** Records **

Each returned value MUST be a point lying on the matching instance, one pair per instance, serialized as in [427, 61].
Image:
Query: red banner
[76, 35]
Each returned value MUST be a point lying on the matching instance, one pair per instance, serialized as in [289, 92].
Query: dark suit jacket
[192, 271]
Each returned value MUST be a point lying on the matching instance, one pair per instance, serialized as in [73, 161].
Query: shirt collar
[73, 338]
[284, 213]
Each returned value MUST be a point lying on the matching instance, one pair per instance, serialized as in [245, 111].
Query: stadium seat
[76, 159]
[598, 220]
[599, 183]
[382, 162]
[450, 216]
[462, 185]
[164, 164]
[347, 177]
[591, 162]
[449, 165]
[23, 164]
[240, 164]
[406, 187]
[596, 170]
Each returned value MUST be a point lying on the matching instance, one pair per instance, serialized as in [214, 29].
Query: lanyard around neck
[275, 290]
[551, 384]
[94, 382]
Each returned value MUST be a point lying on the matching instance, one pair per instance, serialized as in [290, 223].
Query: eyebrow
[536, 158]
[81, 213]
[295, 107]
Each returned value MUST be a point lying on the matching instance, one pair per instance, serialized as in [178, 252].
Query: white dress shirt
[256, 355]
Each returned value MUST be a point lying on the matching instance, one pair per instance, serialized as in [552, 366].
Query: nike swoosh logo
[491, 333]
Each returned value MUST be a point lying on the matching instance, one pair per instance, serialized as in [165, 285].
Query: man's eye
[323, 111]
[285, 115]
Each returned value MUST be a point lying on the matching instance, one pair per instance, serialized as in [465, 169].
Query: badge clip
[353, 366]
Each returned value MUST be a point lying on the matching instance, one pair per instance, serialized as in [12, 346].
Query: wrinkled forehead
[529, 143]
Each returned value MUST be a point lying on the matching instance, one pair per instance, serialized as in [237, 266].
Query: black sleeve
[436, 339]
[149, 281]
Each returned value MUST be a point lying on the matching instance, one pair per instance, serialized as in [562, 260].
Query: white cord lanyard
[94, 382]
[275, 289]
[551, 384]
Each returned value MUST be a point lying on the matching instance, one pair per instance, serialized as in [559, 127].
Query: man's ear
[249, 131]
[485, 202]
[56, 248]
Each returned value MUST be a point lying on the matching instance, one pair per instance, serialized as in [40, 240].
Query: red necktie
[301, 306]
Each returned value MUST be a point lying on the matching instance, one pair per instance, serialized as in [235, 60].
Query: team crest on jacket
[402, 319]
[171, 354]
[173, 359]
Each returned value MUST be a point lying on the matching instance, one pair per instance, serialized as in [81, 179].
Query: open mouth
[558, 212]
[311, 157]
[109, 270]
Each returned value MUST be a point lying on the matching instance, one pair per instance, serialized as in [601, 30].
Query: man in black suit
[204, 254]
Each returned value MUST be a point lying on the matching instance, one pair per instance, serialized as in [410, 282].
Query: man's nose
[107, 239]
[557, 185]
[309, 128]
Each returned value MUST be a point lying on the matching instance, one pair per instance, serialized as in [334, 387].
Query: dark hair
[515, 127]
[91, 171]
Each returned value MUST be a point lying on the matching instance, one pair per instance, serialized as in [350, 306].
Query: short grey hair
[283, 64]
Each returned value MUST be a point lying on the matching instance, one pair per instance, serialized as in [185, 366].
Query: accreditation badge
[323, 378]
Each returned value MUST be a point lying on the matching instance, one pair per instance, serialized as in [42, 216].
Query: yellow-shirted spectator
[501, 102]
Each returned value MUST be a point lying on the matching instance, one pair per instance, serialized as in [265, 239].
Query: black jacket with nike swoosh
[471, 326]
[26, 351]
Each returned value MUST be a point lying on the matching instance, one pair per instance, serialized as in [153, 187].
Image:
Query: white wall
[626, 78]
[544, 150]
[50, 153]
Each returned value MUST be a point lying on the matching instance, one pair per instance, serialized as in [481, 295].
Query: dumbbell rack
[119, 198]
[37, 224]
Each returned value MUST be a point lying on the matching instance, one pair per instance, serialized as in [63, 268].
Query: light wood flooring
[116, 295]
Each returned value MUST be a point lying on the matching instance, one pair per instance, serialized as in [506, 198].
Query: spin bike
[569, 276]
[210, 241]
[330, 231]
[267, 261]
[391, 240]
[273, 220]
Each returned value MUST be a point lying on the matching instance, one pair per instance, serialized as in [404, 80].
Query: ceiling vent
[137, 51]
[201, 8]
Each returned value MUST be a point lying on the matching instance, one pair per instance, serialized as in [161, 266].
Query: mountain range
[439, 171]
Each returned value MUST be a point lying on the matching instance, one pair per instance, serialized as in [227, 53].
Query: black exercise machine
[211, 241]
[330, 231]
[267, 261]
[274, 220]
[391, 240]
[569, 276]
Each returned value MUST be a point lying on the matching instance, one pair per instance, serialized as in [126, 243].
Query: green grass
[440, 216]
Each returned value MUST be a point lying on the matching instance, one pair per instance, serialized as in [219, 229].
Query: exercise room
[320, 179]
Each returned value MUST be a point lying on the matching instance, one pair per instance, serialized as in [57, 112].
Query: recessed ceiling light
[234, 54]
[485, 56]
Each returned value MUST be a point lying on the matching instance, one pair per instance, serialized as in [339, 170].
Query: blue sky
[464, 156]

** Short problem **
Render the stretch of the listing above, from the line containing "in [339, 170]." through its end, as a JSON list of strings with one string per line and any blank lines omitted.

** Exercise response **
[
  "Each returned value MUST be a point lying on the matching instance, one pair per instance, serialized as in [339, 170].",
  "Query: blue sky",
  "[464, 156]"
]